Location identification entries
+ + +

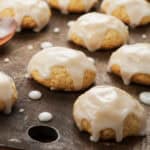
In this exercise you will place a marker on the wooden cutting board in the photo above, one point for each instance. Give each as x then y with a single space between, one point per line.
59 104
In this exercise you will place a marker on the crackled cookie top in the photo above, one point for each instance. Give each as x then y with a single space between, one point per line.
136 9
92 27
132 59
38 10
74 61
106 107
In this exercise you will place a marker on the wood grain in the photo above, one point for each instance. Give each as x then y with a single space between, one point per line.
59 104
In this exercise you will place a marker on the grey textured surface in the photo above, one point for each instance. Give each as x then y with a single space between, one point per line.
59 103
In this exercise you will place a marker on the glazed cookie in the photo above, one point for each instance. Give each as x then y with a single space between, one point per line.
108 112
8 93
131 62
62 68
29 14
98 31
132 12
72 5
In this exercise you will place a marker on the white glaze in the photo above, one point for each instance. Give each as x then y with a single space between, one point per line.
46 44
92 27
7 26
145 97
37 9
64 4
74 61
45 116
132 59
6 60
107 107
35 95
7 90
136 9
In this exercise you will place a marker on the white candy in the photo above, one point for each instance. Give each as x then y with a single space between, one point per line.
6 60
45 116
145 97
35 95
27 76
46 44
144 36
21 110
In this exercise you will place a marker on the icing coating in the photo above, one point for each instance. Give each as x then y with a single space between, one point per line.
76 63
64 4
92 27
7 26
37 9
6 91
106 107
132 59
145 97
136 9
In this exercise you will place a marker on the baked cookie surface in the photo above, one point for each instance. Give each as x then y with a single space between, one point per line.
77 6
8 93
132 12
108 112
98 31
29 14
130 62
62 68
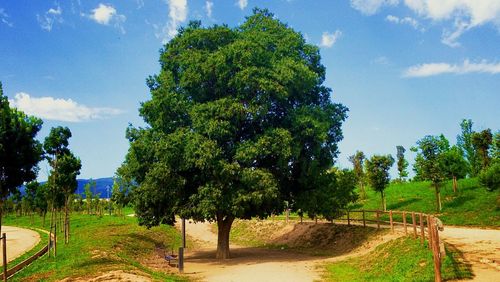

+ + +

• **Instruction**: Reproduce every line of the material above verbatim, omitting the pictures.

• **Reply**:
In this exercise you will place a marker on the wooden cutting board in the photo above, one point for each instance. Give each as x then y with a single space between, one point per line.
59 104
In this exercise you will place a marker on the crackled cookie top in the photo above, one point for each instance. Give each as x then y with a single space between, one point per line.
136 9
92 27
132 59
38 10
74 61
106 107
In this exercise you will place a marker on the wood grain in the photo above, one point for each instance. Give each as x then y with a single space between, one point per line.
59 104
In this exercise you will place a marker on the grey textured surface in the photo above, one point for each instance. Give each as x then y with a single space between, one point per line.
59 103
In this exercise you will place a marker on the glazed cookie in the photo above, one point for each instance. Give each as x then y with a single space between, one point per line.
108 112
8 93
131 62
62 68
29 14
98 31
132 12
72 5
In this exercise you will place a marker on the white glaze in the photo above, one point for each instance. Give each as x then y with a single space between, one point per line.
46 44
92 27
7 26
145 97
37 9
64 4
74 61
45 116
132 59
6 60
107 107
35 95
7 90
136 9
In this exercise you will place a marker on the white candy in the photo above, one point for each instance. Give each as x then y with a single space between, one point per line.
6 60
45 116
145 97
35 95
27 76
46 44
144 36
21 110
In this exercise you will place a marker on the icing coating in the photo above, one point for each instance. Give each as x then y with a single space between, one point per line.
76 63
64 4
92 27
7 26
37 9
6 91
106 107
132 59
145 97
136 9
In this exercise you will place a marker on the baked cookie surface in the photo above, one point for each instance. Give each as x then y with a single space between, one point per line.
77 6
8 93
132 12
108 112
98 31
29 14
130 62
62 68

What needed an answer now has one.